'''

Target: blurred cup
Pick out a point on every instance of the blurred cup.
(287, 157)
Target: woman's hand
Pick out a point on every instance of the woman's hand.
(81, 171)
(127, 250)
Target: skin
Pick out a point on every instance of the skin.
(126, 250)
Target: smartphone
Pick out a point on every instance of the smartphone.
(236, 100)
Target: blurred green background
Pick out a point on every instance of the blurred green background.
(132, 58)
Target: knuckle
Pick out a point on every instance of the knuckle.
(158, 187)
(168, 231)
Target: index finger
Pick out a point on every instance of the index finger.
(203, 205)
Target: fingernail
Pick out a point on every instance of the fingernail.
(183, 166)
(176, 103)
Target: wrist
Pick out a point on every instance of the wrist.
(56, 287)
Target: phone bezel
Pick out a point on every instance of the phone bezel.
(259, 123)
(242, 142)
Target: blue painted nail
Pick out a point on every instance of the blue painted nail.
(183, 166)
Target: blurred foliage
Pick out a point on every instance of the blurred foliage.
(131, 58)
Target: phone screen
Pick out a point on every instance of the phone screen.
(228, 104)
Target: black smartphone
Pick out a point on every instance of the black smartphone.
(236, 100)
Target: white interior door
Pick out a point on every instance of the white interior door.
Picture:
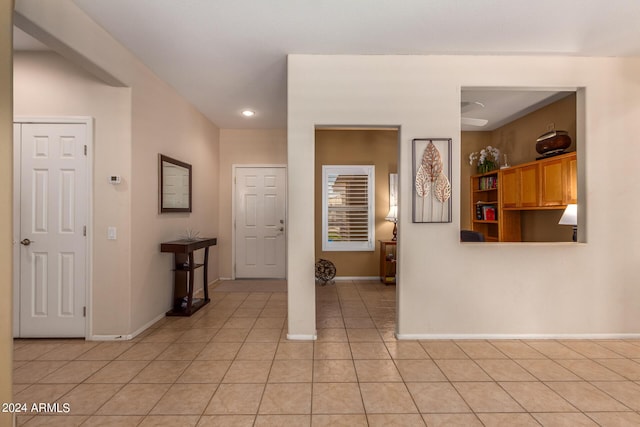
(53, 219)
(260, 226)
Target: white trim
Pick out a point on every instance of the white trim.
(516, 336)
(234, 168)
(109, 338)
(17, 137)
(89, 138)
(302, 337)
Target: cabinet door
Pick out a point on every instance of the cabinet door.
(570, 167)
(508, 183)
(552, 179)
(528, 186)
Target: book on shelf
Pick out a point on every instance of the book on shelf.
(487, 183)
(486, 211)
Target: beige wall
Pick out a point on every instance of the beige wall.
(45, 84)
(248, 147)
(6, 203)
(357, 147)
(518, 140)
(449, 289)
(154, 120)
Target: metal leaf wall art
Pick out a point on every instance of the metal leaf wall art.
(432, 185)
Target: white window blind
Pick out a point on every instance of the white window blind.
(348, 208)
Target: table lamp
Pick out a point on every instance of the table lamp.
(570, 217)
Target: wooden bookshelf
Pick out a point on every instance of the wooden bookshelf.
(487, 215)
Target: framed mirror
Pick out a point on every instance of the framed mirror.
(175, 185)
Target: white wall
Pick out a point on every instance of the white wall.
(446, 288)
(156, 120)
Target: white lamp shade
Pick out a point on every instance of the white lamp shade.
(393, 214)
(570, 215)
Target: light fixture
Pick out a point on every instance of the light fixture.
(570, 217)
(393, 204)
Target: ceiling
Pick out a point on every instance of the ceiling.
(228, 55)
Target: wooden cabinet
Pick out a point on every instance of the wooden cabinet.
(510, 187)
(552, 183)
(544, 184)
(559, 186)
(571, 179)
(520, 188)
(388, 258)
(529, 186)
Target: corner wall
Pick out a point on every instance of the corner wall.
(6, 206)
(448, 289)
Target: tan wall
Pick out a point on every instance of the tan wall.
(45, 84)
(243, 146)
(530, 289)
(164, 123)
(6, 203)
(518, 140)
(357, 147)
(158, 121)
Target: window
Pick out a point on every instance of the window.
(347, 208)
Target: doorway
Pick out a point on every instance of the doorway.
(51, 219)
(259, 219)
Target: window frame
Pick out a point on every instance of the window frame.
(335, 245)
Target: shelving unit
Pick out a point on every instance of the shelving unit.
(487, 215)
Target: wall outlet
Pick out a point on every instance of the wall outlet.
(111, 233)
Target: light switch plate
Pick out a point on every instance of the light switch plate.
(111, 233)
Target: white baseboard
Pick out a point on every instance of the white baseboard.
(127, 337)
(110, 337)
(302, 337)
(515, 336)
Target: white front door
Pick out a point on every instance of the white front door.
(260, 227)
(52, 231)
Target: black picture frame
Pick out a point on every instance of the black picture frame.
(174, 185)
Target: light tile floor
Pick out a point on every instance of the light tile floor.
(231, 365)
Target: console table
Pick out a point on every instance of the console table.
(184, 269)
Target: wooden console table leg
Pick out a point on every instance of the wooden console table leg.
(206, 268)
(191, 281)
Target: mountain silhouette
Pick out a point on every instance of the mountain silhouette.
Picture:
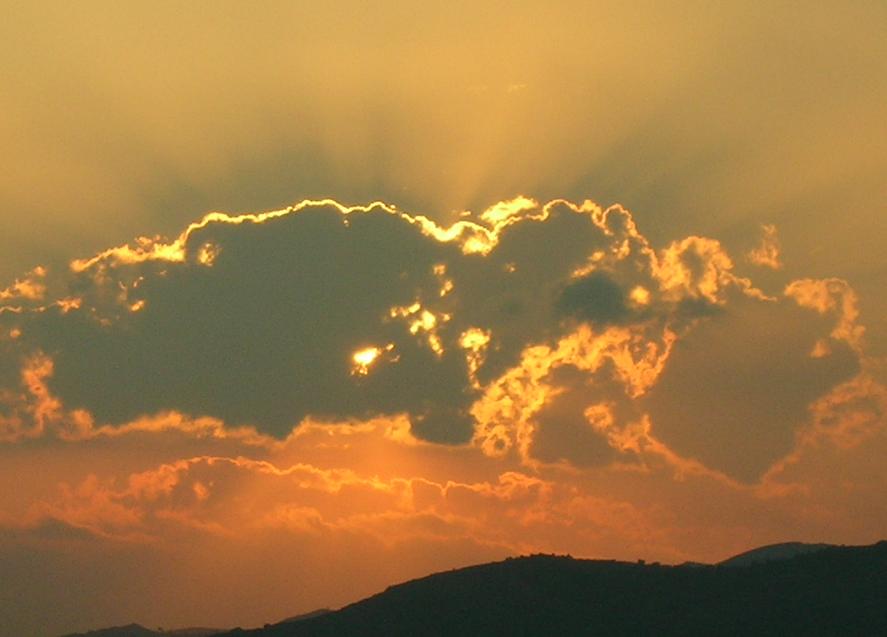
(772, 553)
(829, 591)
(781, 589)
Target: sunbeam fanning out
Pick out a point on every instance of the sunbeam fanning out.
(297, 302)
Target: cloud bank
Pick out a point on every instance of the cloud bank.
(363, 380)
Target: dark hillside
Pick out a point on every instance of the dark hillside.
(832, 591)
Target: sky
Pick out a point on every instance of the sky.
(297, 302)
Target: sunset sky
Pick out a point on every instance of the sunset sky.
(300, 301)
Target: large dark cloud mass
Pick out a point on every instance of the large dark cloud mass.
(520, 326)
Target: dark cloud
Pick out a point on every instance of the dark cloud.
(546, 326)
(736, 390)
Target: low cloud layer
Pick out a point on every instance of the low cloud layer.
(366, 382)
(522, 318)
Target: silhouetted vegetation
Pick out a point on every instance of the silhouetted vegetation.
(832, 591)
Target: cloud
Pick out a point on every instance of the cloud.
(514, 330)
(767, 253)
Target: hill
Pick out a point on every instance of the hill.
(829, 591)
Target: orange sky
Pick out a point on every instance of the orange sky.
(234, 417)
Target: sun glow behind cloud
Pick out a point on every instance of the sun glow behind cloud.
(566, 347)
(683, 381)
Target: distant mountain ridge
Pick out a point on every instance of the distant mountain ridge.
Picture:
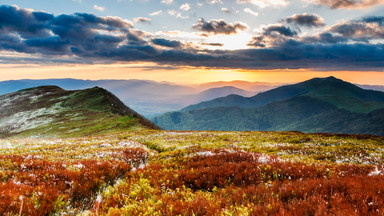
(50, 110)
(146, 97)
(317, 105)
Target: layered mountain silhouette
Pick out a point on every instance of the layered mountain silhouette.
(52, 111)
(317, 105)
(148, 97)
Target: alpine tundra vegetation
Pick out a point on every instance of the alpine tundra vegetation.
(65, 165)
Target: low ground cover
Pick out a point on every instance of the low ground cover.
(149, 172)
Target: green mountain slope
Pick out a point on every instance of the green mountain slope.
(342, 94)
(52, 111)
(318, 105)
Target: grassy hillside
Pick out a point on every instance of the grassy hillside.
(52, 111)
(152, 172)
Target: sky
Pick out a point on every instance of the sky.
(193, 41)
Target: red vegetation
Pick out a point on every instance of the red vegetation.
(260, 184)
(36, 186)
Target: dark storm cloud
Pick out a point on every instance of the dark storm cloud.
(309, 20)
(218, 27)
(40, 32)
(350, 4)
(272, 35)
(359, 30)
(86, 38)
(167, 43)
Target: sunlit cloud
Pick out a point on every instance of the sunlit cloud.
(167, 2)
(264, 3)
(185, 7)
(249, 11)
(142, 20)
(350, 4)
(219, 27)
(177, 14)
(99, 8)
(155, 13)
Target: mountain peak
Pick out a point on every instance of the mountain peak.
(52, 111)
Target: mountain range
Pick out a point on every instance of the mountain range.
(52, 111)
(149, 98)
(317, 105)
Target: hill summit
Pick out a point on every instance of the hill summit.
(50, 110)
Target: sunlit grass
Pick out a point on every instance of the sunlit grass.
(150, 172)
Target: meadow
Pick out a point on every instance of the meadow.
(152, 172)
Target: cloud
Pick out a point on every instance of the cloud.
(185, 7)
(167, 2)
(225, 10)
(249, 11)
(99, 8)
(350, 4)
(219, 27)
(177, 14)
(167, 43)
(142, 20)
(374, 19)
(273, 35)
(264, 3)
(308, 20)
(86, 38)
(212, 2)
(212, 44)
(155, 13)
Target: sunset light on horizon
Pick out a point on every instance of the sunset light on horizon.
(193, 42)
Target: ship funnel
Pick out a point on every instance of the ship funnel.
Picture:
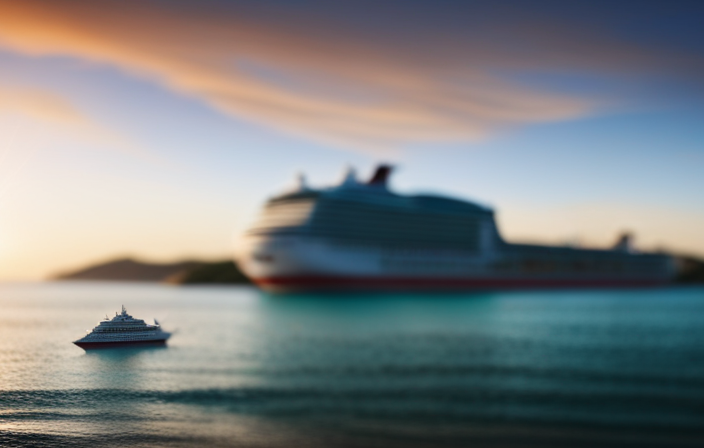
(302, 183)
(381, 175)
(624, 243)
(350, 177)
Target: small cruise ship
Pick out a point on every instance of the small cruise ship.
(123, 330)
(360, 235)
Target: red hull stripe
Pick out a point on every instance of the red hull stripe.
(98, 345)
(424, 283)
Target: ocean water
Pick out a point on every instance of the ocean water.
(540, 368)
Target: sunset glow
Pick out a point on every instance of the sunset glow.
(156, 129)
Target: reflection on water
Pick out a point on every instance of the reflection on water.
(604, 368)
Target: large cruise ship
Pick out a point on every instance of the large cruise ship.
(362, 236)
(123, 330)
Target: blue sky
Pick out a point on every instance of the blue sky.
(158, 130)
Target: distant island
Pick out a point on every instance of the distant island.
(690, 269)
(181, 273)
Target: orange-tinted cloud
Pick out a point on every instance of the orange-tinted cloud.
(59, 118)
(330, 85)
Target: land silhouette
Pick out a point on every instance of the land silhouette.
(690, 269)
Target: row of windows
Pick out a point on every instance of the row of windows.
(118, 330)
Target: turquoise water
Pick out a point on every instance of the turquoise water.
(556, 368)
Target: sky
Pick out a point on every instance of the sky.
(156, 129)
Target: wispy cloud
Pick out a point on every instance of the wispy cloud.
(308, 76)
(58, 116)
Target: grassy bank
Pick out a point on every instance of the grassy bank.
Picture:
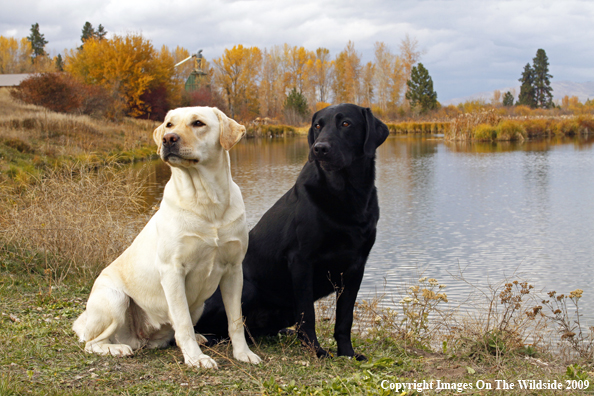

'''

WRITTEN PROBLEM
Counting case-sensitively, how many lines in the data above contain the string "bank"? Give only the number.

RESPONSE TO THE EXERCISE
4